Passage to read —
For the week of October 17, 2015 / 4 Heshvan 5776

Torah: Bereshit/Genesis 6:9 – 11:32
Haftarah: Isaiah 54:1-55:5

Download Audio [Right click link to download]

This is like the days of Noah to me: as I swore that the waters of Noah should no more go over the earth, so I have sworn that I will not be angry with you, and will not rebuke you. (Isaiah 54:9)

This week’s Haftarah (extra reading portion from the Prophets) was obviously chosen long ago because it included a reference to a key event in its associated Torah portion. The story of Noah and the flood is one of the greatest tragedies recorded in Scripture. The world had become so evil that “the LORD regretted that he had made man on the earth, and it grieved him to his heart” (Bereshit/Genesis 6:6). The word translated “regretted” is actually based from the same root word, “naham,” from which Noah’s name is derived. In some contexts, it can also mean “to comfort,” which appears to have been his father’s intention when he named him (see Bereshit/Genesis 5:29). This breadth of meaning encompasses the great irony of it all. God’s grief over extreme moral decay led to an extreme solution through Noah.

If in reference to times in which we live, I said, “this is like the days of Noah,” you may assume that I was making a statement about current moral decline. You might think that I was implying that we are on the brink of judgment, something similar to the devastating flood that wiped out all land and air creatures, except for Noah, his family and the animals on the ark. While that’s a reasonable conclusion, that’s not what God is saying through Isaiah in the quote I read at the beginning. Stating “this is like the days of Noah” in this context is not about the threat of judgement at all. On the contrary, it is a statement reaffirming God’s commitment to protect his people from such threats.

Soon after the flood, once the ground was sufficiently dry and Noah, his family, and the animals were able to leave the ark, God promised to never again destroy the world by a flood (see Bereshit/Genesis 9:11-17). The rainbow was to forever serve as a sign of God’s commitment to us. So many centuries later this is still the case. While flooding still poses a threat in the world, we needn’t fear the possibility of a flood of the magnitude of Noah’s day again. While that is good news for everyone everywhere, think what it must have meant to Noah’s generation. Talk about Post-traumatic stress disorder! While grateful for being preserved, what a horrific experience it must have been to witness the drowning of so many, and then to have to endure a whole year in a dark, cramped, smelly enclosed box, not to mention bobbing on the water for much of that time. Every drop of rain after that would have brought back extreme nightmarish memories. But every time the rainbow appeared the people would be reminded of God’s faithfulness.

This makes me wonder if the story of Noah’s ark isn’t more about not fearing dangerous threats than about the judgement that befell the world through the flood. It’s probably both, but I don’t think we spend enough time focused on God’s commitment to preserve his people.

But what are the days that are “like the days of Noah” spoken by Isaiah? Is this a general statement to the people of Israel to not fear hard times whenever they may occur? That’s a good principle to live by, but that’s not what’s going on here. God through his prophet is referring to another time, a time in the future that will be “like the days of Noah.” Through many of the Hebrew prophets we learn of such a day, when the threat of judgment will be no more. A day when Israel’s relationship with God will not only be restored but permanently established, never to be broken again. Due to the New Covenant as established by the Messiah, sin will be forgiven, the Torah (God’s teaching) will be internalized, and Israel will be God’s people forever (see Jeremiah 31:31-33). “Like the days of Noah,” but only more so, there will be nothing to fear ever again.

Until then, we can have a foretaste of that kind of security in God now. By putting our trust in Yeshua the Messiah’s death and resurrection, we, like Noah and his family, will be preserved in the midst of horrific circumstances. And even while the storms of life wage on, we needn’t be traumatized. Just as God has preserved us until now, he will continue to do so forever.

Requirement 1 —
According to the commentary, what root word is Noah's name derived from?
Requirement 2 —
In the commentary, write out the stretch from "This week’s Haftarah" through "solution through Noah." again, changing "tragedies" to "disasters".
Requirement 3 —
Condense the paragraph of the commentary that begins "Soon after the flood" into a shorter version that keeps its main points.

Entries shown —
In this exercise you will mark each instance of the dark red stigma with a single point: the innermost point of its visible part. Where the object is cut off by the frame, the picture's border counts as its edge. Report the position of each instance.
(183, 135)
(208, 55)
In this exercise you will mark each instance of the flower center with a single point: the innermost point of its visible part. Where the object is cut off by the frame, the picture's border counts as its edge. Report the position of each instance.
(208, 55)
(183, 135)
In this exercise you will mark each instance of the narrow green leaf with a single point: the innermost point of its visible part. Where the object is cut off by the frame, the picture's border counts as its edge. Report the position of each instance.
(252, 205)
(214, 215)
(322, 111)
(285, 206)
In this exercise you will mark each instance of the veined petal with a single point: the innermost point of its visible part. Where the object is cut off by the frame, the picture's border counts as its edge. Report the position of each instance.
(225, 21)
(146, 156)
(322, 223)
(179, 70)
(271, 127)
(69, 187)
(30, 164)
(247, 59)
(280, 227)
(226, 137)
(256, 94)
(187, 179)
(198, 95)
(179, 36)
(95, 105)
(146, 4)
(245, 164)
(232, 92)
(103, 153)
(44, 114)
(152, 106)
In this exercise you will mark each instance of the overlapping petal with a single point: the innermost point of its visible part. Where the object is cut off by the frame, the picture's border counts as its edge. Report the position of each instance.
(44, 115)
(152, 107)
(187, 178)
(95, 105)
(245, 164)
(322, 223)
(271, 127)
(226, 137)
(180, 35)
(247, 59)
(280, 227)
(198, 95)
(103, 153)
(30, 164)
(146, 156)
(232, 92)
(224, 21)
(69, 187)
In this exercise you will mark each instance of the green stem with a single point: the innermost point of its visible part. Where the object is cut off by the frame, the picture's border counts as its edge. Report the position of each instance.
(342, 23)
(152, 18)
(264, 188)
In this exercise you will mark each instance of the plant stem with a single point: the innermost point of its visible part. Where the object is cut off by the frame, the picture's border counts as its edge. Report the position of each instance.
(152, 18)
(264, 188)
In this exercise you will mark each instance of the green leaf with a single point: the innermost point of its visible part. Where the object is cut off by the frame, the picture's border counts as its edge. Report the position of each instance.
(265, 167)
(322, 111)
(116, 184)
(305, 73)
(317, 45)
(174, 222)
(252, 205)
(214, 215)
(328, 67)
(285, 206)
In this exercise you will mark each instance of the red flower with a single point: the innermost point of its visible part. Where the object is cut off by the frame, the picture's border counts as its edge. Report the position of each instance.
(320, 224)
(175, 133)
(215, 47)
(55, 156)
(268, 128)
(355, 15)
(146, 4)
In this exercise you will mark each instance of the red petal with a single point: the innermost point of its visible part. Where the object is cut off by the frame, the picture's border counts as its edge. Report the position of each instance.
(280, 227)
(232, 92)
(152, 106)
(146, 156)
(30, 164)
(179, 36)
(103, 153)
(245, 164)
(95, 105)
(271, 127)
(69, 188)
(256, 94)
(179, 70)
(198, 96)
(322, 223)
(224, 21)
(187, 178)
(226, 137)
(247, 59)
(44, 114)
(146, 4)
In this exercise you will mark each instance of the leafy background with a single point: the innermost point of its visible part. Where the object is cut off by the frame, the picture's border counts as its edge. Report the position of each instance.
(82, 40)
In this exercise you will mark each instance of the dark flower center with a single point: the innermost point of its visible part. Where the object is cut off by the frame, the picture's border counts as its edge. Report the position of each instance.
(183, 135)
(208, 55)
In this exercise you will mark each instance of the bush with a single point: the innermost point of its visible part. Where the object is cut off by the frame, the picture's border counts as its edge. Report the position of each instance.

--

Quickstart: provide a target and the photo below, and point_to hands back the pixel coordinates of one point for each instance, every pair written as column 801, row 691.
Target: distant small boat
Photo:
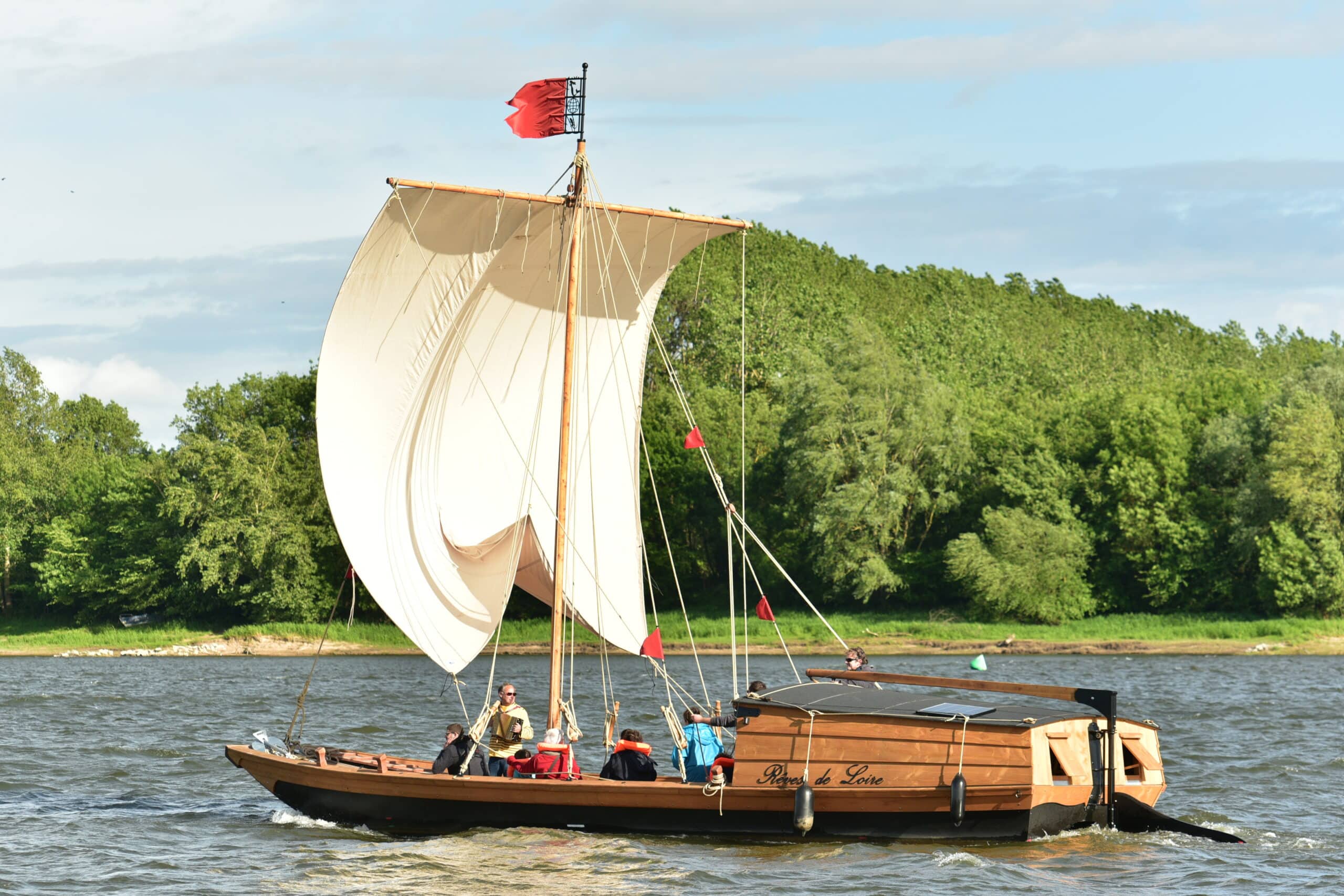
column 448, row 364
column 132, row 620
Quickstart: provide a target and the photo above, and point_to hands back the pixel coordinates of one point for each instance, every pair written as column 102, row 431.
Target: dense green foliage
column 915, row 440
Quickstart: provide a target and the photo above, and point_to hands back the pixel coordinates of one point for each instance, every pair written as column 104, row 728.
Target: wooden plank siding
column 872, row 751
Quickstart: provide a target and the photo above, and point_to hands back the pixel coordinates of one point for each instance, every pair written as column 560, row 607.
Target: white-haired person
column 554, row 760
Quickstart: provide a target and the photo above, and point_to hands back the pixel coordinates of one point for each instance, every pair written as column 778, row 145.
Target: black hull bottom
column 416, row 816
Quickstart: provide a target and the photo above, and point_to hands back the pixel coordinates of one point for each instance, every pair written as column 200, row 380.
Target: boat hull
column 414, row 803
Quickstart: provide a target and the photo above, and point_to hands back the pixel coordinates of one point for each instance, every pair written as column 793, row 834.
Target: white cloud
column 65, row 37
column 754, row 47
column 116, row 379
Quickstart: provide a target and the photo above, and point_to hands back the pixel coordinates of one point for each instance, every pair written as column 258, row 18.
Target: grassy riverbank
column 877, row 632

...

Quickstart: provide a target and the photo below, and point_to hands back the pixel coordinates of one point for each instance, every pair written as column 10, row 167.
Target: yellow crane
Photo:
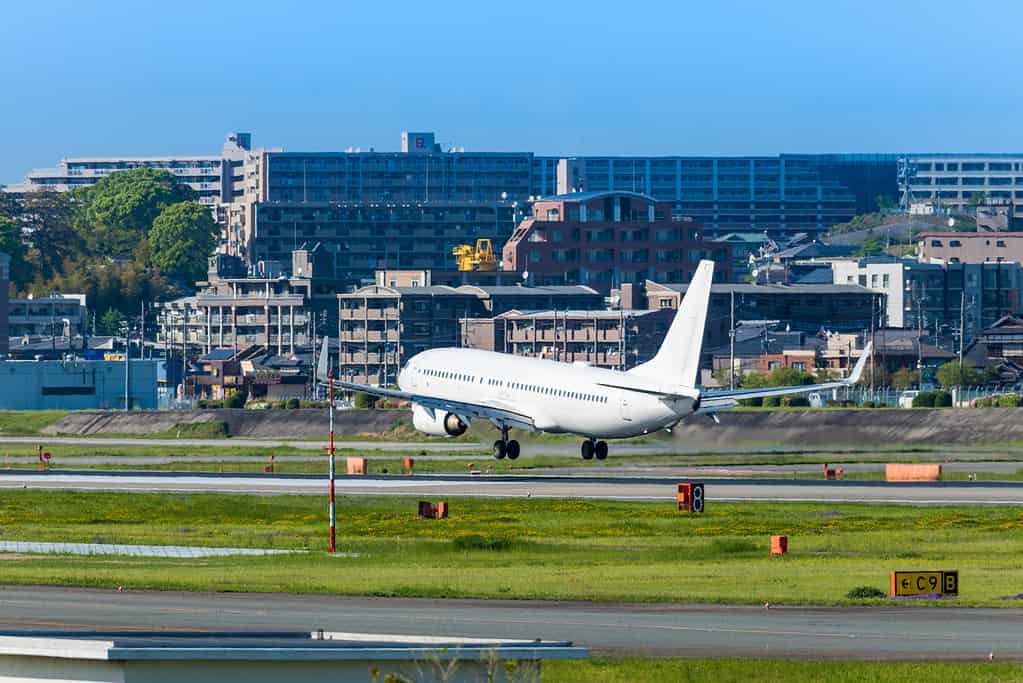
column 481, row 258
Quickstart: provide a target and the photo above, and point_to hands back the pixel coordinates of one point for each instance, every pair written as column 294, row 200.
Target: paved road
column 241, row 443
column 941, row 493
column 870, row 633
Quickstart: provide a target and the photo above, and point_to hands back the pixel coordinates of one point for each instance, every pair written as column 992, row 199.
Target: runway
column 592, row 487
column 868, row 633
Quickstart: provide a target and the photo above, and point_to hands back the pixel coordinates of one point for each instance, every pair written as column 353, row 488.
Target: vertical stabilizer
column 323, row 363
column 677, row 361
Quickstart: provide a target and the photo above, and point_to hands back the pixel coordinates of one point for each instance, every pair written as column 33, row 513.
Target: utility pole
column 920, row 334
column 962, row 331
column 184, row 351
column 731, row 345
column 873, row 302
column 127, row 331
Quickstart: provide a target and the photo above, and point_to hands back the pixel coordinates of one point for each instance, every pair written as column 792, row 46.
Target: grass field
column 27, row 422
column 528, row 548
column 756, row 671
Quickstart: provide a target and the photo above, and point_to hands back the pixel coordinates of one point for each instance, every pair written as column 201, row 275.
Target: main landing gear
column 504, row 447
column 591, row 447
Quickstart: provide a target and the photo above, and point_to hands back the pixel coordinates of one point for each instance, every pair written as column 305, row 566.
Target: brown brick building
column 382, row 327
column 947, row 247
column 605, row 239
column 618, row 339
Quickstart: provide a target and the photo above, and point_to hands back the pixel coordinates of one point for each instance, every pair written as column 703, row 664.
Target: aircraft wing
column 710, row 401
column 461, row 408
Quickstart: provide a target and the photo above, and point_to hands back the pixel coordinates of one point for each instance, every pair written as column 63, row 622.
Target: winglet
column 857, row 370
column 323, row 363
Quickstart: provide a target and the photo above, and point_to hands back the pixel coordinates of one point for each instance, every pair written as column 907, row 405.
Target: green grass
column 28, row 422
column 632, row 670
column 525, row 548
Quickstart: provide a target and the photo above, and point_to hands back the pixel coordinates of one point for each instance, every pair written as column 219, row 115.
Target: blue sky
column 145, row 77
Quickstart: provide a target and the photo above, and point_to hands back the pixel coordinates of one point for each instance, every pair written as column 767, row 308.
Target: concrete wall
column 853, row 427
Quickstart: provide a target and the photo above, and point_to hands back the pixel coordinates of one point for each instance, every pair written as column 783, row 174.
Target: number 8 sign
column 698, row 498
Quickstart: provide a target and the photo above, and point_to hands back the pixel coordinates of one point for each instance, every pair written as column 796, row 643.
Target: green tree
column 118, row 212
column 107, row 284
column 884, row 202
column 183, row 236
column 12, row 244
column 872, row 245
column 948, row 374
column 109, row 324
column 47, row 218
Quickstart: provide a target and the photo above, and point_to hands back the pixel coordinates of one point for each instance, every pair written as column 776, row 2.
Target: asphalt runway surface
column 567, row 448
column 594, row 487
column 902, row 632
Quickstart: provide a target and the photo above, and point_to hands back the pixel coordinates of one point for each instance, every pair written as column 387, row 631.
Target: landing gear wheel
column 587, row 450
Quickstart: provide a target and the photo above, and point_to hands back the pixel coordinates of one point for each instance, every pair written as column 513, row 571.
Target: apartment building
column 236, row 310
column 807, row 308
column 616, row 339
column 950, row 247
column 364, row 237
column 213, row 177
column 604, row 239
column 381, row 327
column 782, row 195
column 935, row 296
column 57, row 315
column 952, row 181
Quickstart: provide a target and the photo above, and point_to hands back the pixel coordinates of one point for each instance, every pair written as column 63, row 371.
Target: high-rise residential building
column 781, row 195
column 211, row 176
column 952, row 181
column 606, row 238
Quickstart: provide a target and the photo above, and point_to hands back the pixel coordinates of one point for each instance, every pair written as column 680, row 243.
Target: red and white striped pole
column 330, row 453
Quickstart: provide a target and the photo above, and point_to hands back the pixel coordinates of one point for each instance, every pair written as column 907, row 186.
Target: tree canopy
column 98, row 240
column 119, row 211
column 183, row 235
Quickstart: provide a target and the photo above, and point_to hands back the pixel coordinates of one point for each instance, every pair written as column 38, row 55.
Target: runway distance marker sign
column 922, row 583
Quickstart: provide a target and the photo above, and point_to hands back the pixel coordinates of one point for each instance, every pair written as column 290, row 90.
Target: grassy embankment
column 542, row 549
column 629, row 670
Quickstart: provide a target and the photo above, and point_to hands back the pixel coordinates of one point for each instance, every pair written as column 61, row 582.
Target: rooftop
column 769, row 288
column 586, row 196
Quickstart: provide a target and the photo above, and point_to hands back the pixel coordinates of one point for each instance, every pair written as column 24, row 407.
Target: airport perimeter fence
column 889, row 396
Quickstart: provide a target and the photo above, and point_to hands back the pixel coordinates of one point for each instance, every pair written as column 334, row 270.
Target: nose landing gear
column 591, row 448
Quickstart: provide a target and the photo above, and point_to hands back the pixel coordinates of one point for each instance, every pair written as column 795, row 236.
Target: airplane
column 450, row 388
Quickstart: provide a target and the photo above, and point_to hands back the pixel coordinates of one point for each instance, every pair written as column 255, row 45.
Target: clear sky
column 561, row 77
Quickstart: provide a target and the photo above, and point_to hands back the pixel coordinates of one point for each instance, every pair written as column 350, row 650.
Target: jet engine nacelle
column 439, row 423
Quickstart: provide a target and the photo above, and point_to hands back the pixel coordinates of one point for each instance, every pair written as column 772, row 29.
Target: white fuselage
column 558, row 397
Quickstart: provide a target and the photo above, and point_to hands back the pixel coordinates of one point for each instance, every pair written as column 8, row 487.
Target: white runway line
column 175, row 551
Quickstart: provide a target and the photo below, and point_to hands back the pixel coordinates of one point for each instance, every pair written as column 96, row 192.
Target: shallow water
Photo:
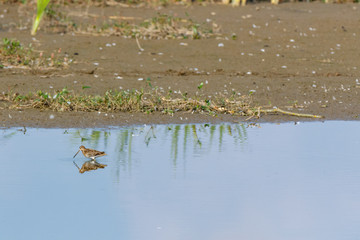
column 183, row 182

Answer section 1 —
Noah's name is derived from the root word "naham."

Answer section 2 —
This week’s Haftarah (extra reading portion from the Prophets) was obviously chosen long ago because it included a reference to a key event in its associated Torah portion. The story of Noah and the flood is one of the greatest disasters recorded in Scripture. The world had become so evil that “the LORD regretted that he had made man on the earth, and it grieved him to his heart” (Bereshit/Genesis 6:6). The word translated “regretted” is actually based from the same root word, “naham,” from which Noah’s name is derived. In some contexts, it can also mean “to comfort,” which appears to have been his father’s intention when he named him (see Bereshit/Genesis 5:29). This breadth of meaning encompasses the great irony of it all. God’s grief over extreme moral decay led to an extreme solution through Noah.

Answer section 3 —
After the flood, when the ground was dry and Noah, his family, and the animals could leave the ark, God promised never again to destroy the world by a flood, and the rainbow became the lasting sign of that commitment. Floods still pose a threat, but none as great as Noah's need be feared. For Noah's generation, the promise meant even more. They had watched many drown and spent a whole year in a dark, cramped, smelly box bobbing on the water. Every rain afterward would have revived those nightmarish memories, but every rainbow reminded them of God's faithfulness.